◆ **PROBLEM DESCRIPTION**
Each record below should be output verbatim, without pictures.

◆ **EXERCISE DATA**
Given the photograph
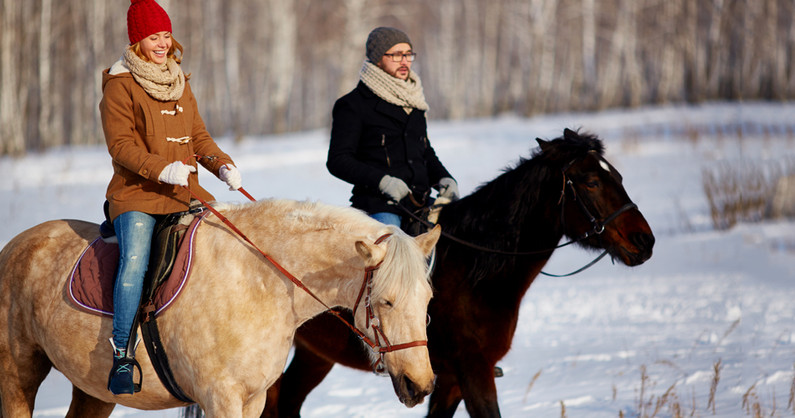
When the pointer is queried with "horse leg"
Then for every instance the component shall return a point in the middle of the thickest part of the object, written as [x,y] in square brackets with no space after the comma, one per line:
[305,372]
[21,378]
[85,405]
[445,397]
[479,390]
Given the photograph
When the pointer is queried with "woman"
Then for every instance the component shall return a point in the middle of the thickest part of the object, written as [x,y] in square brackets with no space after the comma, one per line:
[154,135]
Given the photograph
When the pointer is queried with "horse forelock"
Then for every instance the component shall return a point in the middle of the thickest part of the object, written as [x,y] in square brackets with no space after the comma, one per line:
[403,270]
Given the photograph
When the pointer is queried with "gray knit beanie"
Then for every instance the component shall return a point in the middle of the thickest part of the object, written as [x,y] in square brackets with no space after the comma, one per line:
[381,39]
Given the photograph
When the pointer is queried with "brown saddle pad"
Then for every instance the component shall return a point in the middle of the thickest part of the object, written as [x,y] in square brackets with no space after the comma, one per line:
[91,280]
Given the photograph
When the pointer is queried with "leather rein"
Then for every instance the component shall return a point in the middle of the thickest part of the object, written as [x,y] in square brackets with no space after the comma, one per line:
[598,226]
[381,345]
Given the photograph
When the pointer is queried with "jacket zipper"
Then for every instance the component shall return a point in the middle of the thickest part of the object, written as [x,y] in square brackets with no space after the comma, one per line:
[386,153]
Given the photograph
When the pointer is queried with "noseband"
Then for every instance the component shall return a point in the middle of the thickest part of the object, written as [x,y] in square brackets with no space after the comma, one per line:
[372,321]
[379,366]
[598,226]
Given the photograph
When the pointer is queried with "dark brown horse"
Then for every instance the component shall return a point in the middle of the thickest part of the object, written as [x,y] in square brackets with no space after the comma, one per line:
[510,227]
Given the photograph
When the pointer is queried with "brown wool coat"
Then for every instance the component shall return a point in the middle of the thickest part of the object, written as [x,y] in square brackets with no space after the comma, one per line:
[136,127]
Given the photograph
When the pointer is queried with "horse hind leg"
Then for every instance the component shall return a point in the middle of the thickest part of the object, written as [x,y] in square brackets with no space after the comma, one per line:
[86,406]
[445,397]
[305,372]
[21,378]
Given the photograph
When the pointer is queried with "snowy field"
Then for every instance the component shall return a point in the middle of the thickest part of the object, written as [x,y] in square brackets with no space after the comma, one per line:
[609,341]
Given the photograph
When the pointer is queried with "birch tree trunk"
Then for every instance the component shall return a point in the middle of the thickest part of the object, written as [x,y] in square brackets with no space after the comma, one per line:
[13,141]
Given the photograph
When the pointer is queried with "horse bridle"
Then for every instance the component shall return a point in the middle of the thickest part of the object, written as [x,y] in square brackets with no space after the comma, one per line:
[372,321]
[379,366]
[598,226]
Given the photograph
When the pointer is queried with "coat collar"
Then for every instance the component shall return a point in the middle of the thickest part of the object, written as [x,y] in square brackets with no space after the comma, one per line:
[382,106]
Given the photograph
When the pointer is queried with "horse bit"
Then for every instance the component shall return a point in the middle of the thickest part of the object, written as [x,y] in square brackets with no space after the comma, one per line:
[372,321]
[379,367]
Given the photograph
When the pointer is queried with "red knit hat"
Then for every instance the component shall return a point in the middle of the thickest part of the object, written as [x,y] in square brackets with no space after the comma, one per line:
[145,17]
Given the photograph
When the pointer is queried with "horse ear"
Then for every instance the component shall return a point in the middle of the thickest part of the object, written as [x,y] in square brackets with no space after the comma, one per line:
[543,144]
[429,239]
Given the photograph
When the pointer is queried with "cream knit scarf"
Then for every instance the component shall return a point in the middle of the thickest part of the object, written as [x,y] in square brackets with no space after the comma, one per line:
[404,93]
[164,82]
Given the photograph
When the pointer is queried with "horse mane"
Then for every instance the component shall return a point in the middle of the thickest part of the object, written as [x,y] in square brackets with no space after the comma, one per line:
[497,213]
[403,260]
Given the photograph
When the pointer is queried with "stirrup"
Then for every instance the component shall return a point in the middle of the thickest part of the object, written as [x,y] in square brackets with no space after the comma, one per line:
[122,358]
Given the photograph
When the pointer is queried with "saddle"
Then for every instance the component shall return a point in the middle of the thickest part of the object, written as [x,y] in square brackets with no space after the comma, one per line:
[91,283]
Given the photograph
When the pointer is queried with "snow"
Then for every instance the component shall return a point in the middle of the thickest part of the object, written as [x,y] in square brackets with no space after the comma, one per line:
[606,341]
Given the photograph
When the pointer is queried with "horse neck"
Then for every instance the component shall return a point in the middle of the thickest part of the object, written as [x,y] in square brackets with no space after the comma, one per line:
[517,212]
[323,261]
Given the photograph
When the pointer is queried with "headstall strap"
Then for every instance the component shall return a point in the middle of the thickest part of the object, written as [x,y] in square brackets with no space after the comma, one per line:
[367,283]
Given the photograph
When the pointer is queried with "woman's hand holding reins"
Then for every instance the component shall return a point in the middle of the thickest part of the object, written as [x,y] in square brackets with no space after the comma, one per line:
[231,175]
[393,187]
[176,173]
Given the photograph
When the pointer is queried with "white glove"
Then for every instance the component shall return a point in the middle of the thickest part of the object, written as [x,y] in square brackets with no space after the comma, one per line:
[393,187]
[448,188]
[176,173]
[231,175]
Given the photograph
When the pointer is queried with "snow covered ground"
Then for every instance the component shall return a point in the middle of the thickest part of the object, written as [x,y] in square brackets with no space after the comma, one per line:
[607,341]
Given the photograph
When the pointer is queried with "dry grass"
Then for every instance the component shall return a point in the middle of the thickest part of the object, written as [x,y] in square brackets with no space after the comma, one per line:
[741,191]
[714,386]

◆ **THE OUTPUT**
Given the photograph
When the pointer is queried with "horse leg"
Then for every instance the component shall return a point in the middle of the thickest part of the object, written as [x,y] in square brackets with no space after the comma, one per line:
[305,372]
[21,378]
[85,405]
[445,397]
[479,390]
Given the photograph
When the pointer is queried with "woman"
Then for every instance the component shall return a point in the middle of the thickest part of the object, written as [x,y] in square brackets with no space after the comma, one per line:
[154,135]
Given the photograph
When the pointer is queried with "horse forelock"
Then for every instance the component shall return a point in the middle of the thickest part of the object, written as [x,y] in square brackets with no space after the comma, one per line:
[403,270]
Given the photograph
When the pointer is queried with "gray knit beanie"
Then for every instance the component shall return a point in the middle of the thickest part of the object, written as [x,y] in square brackets with no space after the comma, one per line:
[381,39]
Given the photograph
When the pointer is queried with "brown saddle pad"
Then for every instance the component shall return a point in the middle of the thickest part of the object, written as [x,y] in square brackets with no space after the comma, one per line:
[91,280]
Given the photograph
When the pointer is queried with "leather rein"
Then for every instance the component shall return a point in the middle of the thickest part of the object, written as [x,y] in square brackets with no space after the comma, one per line:
[598,226]
[381,345]
Given the photograph
When the pointer is queried with "jacket zipper"
Then for every instance the component shall return a point in the middle of the thickest part of the object, written as [x,y] in square brackets with no space after the comma, one per line:
[386,153]
Given the photograph
When the pointer is queried with "noseband"
Then for every instance the component shall return a point in the middle of the thickest part of the object, written as [x,y] in square brackets with no space after the comma, one per line:
[372,321]
[379,366]
[598,226]
Given the photograph
When the pointer is queried with "dark brown horse"
Then for every instance the component shall return a point in the middle of the thickest part of the object, written as [x,y] in square brackets with no space after the comma, one per line:
[510,227]
Given the photograph
When the pointer is queried with "brown wool coat"
Then for every instance the component shall return a point in the middle of the thickest part of the object, written as [x,y] in square brackets with no space after the comma, one per line:
[136,127]
Given the photograph
When the pointer is queried with "horse hind leg"
Then for every instance the component shall return a point in the middle of the thickest part of the object, written as [x,y] in square brackets with no space after the comma, one per line:
[86,406]
[445,397]
[305,372]
[21,378]
Given the photograph
When the pointer is queried with "snowy field"
Then for every instance the component shall return a point in the middle of the thickest part of the object, written as [x,y] in square brackets with no space after the comma, one per line:
[609,341]
Given the photograph
When the pointer is queried with "birch tree trunk"
Then for every instance the component shall return a point in the middle of the thickest part of the object, written as [x,y] in square brackets with no space after the comma, one per line:
[13,141]
Given the photograph
When the pointer is queried with "horse bridle"
Then for every instance the component shall return a point in the middle of the thickest part of the object, written as [x,y] in square brackets with no space after the comma, one per line:
[372,321]
[379,366]
[598,226]
Given the photograph
When the pointer is queried with "coat collar"
Then for every instance the component shall return a point in the middle of the thickest part of the object, written as [x,y] in square brackets with no space after the comma, one per line:
[382,106]
Given the photograph
When the pointer is queried with "horse bit"
Then for every instance the component shall return a point in the middle of the thickest part of the object, written as [x,y] in square brackets with no space after the comma, one per line:
[372,321]
[379,367]
Given the photograph
When the pointer is queried with "red knit hat"
Then for every instance the component shall return a point in the middle of the thickest part of the object, written as [x,y] in square brackets with no space after the comma, one per line:
[145,17]
Given the photograph
When the pointer is queried with "horse ear"
Then for every instance the component shall return a point in the middle of the thickest part of the object, written as [x,y] in square brackets with no space after the comma, one per line:
[543,144]
[429,239]
Given the photograph
When the pointer is queried with "cream knit scarf"
Then for every instance the component shall return a point in the middle of the thickest part of the object, written as [x,y] in square brackets with no space after the comma, one per line:
[404,93]
[164,82]
Given the photograph
When the pointer is queried with "horse mane"
Then for every instance the component shall return a point in the middle of the thickest part of the object, written as [x,y] in square brackets with no space after the comma, one per line:
[497,213]
[403,260]
Given the photograph
When the pointer is queried with "stirrup"
Then for every instance the component shall return a point in the middle of the thickest part of the object, written as [x,y] in square brackets with no space after the comma, one per line:
[122,358]
Given the photograph
When the pointer is queried with "saddle"
Then for every instance the component shall return a point in the middle of the thickest part of the object, written as [x,y] in square brackets with no space after the comma, one per line:
[91,283]
Given the photograph
When the pointer is queried with "snow"
Then for every instance the component shall return a point in the middle of the thickest part of the object, written as [x,y] in square brackets with no space after the comma, one per line:
[606,341]
Given the photograph
When the pointer is queried with "horse neck"
Then for every instance the component shall return a point in the middle of the thickest part of the object, written as [x,y] in square brackets with no space after the comma, one per line:
[517,212]
[323,261]
Given the photograph
When the pointer is queried with "headstall strap"
Then for every instance the component shall return a point in the middle of the thickest part of the object, written as [x,y] in square brackets with no space after the comma, one per line:
[367,283]
Given the photograph
When the pointer is queried with "woman's hand holding reins"
Then for every instance the component shall return a point in the middle of the thickest part of the object, written as [x,y] in square brackets with no space after the comma, one per line:
[231,175]
[393,187]
[176,173]
Given the photograph
When the pointer is queried with "white glove"
Then for every instance the component shall return a point in the middle of the thickest part of the object, written as [x,y] in square brackets with no space after the comma, one per line:
[393,187]
[448,188]
[176,173]
[231,175]
Given the photograph
When the pointer is queried with "snow covered ground"
Then for every instance the component shall return a point in the middle of the thickest part of the object, written as [x,y] in square brackets with no space after the comma, one per line:
[607,341]
Given the photograph
When the pointer is queried with "dry grass"
Then for every instance the component shall return a point in the middle of the thickest part of the object, written as [x,y] in square brackets with no space after the comma, one per line:
[741,191]
[714,386]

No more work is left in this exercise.